1) Jangan ada yang membatasi/memisahkan, misalnya pembeli diam saja setelah si penjual menyatakan ijab atau sebaliknya.
2) Jangan disela dengan kata-kata lain.
3) Jangan berta’lik, yaitu seperti kata penjual “Aku jual sepeda motor ini pada saudara dengan harga Rp 100.000,- setelah sebulan Kupakai lagi”.
4) Jangan memakai jangka waktu.
F. Jual beli yang terlarang, tetapi sah
Beberapa cara jual beli yang dilarang oleh agama walaupun sah. Larangan ini dikarenakan mengakibatkan beberapa hal antara lain:
1) Meyakini si penjual atau si pembeli
2) Meloncatkan harga menjadi tinggi sekali di pasaran.
3) Menggoncangkan ketentraman umum.
a) Membeli barang yang sedang ditawar oleh orang lain yang masih dalam khiyar.
b) Membeli barang dengan harga yang lebih mahal dari harga pasar sedang ia tidak ingin kepada barang itu, tetapi semata-mata supaya orang lain tidak dapat membeli barang itu.

· · · · ·

SOAL LATIHAN:
(1) Tuliskan kembali secara persis bagian kutipan tentang jual beli di antara "F. Jual beli" dan "sekali di pasaran.", termasuk kedua ujungnya.
(2) Lanjutkan kutipan tentang jual beli mulai setelah kalimat terakhir yang tercantum.
Entri yang disertakan di bawah ini tidak diperlukan.

CUPLIKAN ENTRI:
· · · · ·

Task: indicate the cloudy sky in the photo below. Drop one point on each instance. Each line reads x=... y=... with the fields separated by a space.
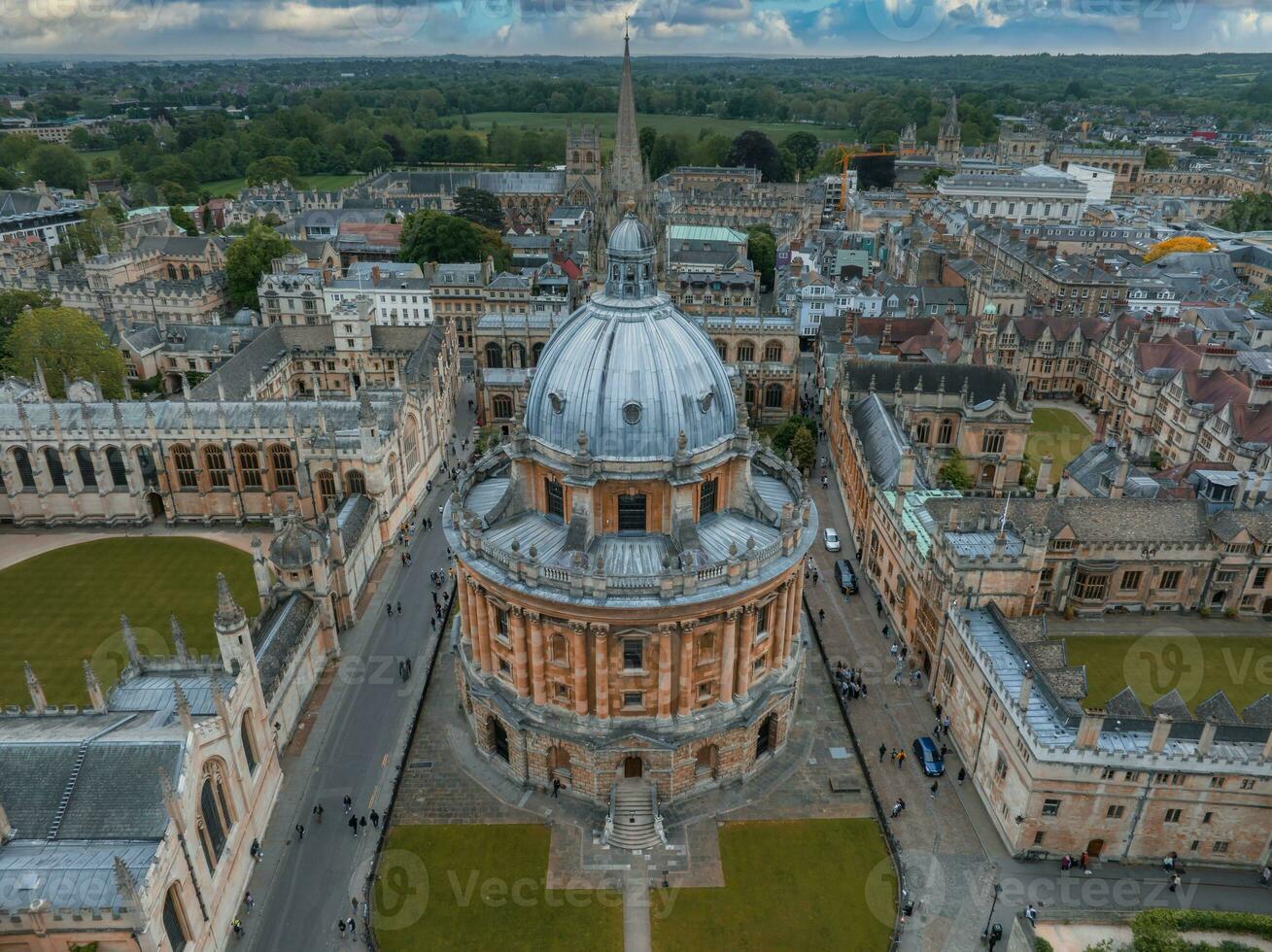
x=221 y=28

· · · · ·

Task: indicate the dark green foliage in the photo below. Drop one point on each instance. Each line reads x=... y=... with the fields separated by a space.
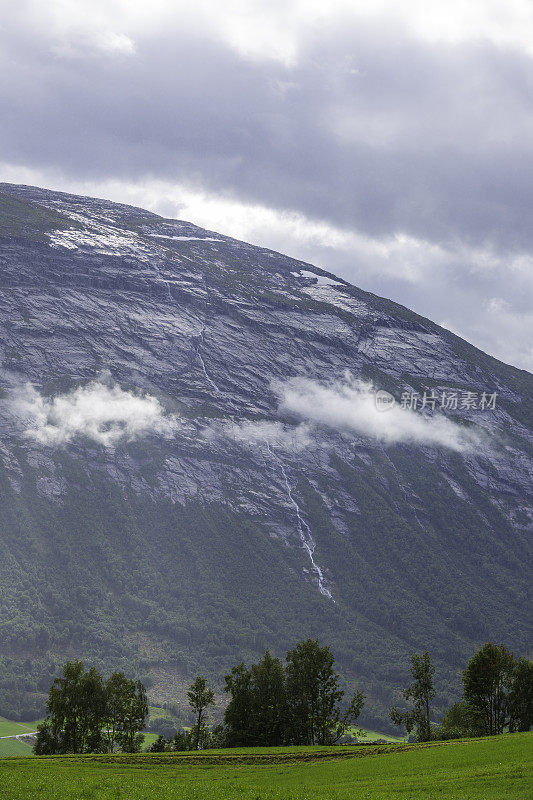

· · · · ·

JAWABAN LATIHAN:
(1)
F. Jual beli yang terlarang, tetapi sah
Beberapa cara jual beli yang dilarang oleh agama walaupun sah. Larangan ini dikarenakan mengakibatkan beberapa hal antara lain:
1) Meyakini si penjual atau si pembeli
2) Meloncatkan harga menjadi tinggi sekali di pasaran.

(2)
c) Menemui dengan menghentikan orang-orang dari desa yang membawa barang ke pasar, dan membelinya dengan harga murah sebelum mereka (orang-orang desa itu) mengetahui barang tersebut di pasar menurut yang sebenarnya.
d) Menbeli barang untuk ditimbun dengan cara memborong semua barang di pasar, dengan maksud agar tidak ada orang lain yang memilikinya, dan menjualnya nanti dengan harga yang berlipat ganda.
e) Menjual belikan barang yang sah, tetapi untuk digunakan sebagai alat ma’siat.
f) Jual beli dengan menipu baik dari pihak penjual maupun si pembeli , misalnya keadaan barang berbeda dengan contohnya seperti di luar.
G. Jual beli terlarang, tetapi tidak sah
1) Menjual air mani binatang sebagai bibit ternak itu tidak sah, karena tidak diketahui kadarnya.
2) Menjual anak ternak yang masih dalam kandungan.
3) Menjual belikan barang yang baru dibeli sebelum diterimakan kepada pembelinya.
4) Menjual buah-buahan sebelum nyata buahnya (sering disebut ijon)
2. Riba
A. Pengertian Riba
Menurut bahasa riba ialah lebih atau bertambah. Sedangkan menurut syara’, riba ialah akad yang terjadi dengan penukaran tertentu, tidak diketahui sama atau tidaknya menurut aturan syara’, atau terlambat menerimanya.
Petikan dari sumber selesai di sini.